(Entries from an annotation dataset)
* * * * *

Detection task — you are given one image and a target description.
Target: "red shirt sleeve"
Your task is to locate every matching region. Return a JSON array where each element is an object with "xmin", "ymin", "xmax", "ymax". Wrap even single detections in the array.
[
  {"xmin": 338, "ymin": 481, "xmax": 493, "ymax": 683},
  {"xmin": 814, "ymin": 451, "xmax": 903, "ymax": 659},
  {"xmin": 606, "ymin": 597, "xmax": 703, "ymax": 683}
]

* * * * *

• WHAT YOU NEED TO DO:
Output every line of the items above as a numbered list, leaving out any blank lines.

• RESPONSE TO THIS TASK:
1. Detection task — you are given one image and a target description.
2. Target: "red shirt sleeve"
3. Your task is to locate every matching region. Return a JSON array where each element is an object with "xmin", "ymin", "xmax", "ymax". Wrap even single detections in the array.
4. [
5.   {"xmin": 338, "ymin": 481, "xmax": 493, "ymax": 683},
6.   {"xmin": 814, "ymin": 451, "xmax": 903, "ymax": 659},
7.   {"xmin": 606, "ymin": 597, "xmax": 703, "ymax": 683}
8. ]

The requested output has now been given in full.